* _ENTRIES SUPPLIED_
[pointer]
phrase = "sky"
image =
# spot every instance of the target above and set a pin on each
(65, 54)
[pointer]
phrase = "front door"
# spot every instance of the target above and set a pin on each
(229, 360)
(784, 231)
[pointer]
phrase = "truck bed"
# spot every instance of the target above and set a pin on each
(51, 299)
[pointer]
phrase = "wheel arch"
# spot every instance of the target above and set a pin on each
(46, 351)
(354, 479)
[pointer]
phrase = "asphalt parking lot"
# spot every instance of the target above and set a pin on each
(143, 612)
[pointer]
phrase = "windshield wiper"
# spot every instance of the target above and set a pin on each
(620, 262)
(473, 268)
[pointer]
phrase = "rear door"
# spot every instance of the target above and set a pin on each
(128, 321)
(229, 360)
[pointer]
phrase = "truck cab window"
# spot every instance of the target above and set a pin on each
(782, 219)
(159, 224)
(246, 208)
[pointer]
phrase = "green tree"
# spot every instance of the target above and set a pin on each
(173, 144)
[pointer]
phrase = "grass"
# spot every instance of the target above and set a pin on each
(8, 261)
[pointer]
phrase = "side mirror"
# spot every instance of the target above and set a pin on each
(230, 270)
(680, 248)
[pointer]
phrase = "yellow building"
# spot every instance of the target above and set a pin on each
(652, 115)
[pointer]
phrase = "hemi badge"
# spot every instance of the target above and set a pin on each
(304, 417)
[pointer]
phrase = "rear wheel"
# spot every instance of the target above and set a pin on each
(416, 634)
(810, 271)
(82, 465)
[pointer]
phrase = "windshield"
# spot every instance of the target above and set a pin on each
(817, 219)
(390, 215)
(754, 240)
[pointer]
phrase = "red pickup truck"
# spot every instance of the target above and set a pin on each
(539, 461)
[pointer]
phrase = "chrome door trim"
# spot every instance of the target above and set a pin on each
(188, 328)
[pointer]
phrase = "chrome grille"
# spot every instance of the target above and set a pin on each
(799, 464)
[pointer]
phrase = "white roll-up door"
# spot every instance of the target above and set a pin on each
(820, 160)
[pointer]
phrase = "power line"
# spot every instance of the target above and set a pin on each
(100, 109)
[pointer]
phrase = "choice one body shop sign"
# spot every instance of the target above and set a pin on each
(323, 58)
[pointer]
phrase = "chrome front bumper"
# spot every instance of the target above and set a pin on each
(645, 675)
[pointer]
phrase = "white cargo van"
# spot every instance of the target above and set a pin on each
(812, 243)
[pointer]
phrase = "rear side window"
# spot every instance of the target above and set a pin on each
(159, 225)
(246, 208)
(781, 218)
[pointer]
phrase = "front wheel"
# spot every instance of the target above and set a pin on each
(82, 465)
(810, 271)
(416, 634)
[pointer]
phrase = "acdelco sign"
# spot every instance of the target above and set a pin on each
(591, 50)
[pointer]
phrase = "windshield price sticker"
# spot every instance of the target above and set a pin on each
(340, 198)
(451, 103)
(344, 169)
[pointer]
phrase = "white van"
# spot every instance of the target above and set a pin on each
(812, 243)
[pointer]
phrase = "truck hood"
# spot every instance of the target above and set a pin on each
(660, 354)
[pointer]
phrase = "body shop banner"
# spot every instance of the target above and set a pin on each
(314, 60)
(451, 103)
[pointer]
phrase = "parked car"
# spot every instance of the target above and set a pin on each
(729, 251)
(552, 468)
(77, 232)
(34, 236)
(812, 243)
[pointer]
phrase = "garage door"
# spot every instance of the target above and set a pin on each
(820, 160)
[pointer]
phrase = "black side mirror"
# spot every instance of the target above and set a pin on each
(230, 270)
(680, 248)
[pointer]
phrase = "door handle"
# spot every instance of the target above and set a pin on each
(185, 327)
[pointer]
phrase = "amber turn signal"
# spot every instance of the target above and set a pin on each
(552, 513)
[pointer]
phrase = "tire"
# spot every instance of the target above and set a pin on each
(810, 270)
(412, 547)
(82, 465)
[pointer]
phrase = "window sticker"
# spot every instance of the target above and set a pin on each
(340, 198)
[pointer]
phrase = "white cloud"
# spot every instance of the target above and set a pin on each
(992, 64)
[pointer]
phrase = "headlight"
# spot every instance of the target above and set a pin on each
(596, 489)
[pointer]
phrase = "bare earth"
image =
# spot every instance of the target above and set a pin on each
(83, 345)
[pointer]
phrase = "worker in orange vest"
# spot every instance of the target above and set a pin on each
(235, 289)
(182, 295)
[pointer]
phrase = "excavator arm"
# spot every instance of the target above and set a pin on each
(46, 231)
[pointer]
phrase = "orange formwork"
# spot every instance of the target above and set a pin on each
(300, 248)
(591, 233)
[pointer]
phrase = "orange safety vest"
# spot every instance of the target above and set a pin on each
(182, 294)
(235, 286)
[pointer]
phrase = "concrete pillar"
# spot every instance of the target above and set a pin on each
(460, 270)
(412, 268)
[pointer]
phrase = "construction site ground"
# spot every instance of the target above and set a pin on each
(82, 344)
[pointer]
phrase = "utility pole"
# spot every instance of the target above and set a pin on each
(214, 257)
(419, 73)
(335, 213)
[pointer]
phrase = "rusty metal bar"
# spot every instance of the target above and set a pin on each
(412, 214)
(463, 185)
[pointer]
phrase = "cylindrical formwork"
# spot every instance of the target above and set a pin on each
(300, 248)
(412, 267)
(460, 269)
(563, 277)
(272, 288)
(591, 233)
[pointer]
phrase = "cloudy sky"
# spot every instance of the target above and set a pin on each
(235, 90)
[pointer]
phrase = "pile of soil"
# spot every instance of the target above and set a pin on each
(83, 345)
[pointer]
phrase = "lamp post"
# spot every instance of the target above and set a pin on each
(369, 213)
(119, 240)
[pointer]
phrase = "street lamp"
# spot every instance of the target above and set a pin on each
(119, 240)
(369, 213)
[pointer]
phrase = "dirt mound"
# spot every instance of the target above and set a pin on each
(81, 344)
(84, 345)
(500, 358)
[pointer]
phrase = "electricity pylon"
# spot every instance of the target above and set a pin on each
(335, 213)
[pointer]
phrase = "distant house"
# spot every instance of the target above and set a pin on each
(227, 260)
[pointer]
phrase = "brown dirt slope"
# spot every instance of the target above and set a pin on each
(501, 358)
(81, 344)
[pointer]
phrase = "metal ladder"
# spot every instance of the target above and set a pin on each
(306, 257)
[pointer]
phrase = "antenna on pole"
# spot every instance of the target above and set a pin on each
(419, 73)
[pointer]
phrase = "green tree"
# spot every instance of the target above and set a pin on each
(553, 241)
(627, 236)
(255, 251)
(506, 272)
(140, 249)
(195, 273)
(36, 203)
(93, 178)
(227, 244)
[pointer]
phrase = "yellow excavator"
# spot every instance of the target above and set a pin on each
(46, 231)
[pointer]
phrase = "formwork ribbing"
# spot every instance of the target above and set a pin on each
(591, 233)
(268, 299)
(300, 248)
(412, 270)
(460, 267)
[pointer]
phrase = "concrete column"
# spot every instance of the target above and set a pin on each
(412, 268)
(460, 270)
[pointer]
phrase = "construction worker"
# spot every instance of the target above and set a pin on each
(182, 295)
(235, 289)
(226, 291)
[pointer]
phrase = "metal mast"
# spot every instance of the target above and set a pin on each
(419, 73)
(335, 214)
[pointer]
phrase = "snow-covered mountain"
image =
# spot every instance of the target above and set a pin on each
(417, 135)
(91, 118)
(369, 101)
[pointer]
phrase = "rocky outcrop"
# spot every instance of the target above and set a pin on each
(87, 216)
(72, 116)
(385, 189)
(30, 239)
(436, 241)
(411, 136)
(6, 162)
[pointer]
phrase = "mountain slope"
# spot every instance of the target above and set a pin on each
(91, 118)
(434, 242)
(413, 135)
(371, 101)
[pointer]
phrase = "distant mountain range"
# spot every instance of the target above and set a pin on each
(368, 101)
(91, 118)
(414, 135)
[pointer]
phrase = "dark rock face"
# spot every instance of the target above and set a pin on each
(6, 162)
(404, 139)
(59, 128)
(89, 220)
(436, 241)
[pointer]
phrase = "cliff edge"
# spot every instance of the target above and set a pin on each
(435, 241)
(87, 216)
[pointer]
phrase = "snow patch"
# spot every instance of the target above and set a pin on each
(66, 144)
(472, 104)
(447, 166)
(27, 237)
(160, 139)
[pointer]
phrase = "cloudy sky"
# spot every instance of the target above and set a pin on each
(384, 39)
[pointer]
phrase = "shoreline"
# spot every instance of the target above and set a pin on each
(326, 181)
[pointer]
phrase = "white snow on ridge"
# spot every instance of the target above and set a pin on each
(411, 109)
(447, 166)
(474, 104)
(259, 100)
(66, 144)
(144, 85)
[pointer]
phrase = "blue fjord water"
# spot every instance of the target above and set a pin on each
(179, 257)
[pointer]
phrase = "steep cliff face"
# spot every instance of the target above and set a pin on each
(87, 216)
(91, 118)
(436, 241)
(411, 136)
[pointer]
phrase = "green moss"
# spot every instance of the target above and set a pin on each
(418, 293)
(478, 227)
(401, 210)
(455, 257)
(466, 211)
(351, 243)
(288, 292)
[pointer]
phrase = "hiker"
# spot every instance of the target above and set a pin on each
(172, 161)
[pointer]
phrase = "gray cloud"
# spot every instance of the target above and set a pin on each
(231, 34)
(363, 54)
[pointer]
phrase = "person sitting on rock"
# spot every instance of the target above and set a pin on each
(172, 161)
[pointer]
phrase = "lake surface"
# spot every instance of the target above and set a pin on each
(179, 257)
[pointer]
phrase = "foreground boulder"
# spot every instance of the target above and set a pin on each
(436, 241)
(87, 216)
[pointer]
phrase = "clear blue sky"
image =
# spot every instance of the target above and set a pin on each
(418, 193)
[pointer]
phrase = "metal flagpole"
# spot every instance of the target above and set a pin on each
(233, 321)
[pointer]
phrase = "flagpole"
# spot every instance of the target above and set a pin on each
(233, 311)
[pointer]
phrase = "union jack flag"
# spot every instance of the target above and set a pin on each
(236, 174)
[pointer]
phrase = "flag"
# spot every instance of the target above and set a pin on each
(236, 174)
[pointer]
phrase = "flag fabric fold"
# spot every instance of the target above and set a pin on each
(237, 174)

* _TASK GOAL_
Across the records above, count the lines holding "rear" and reply with that number alone.

* _SOLVED PROBLEM_
3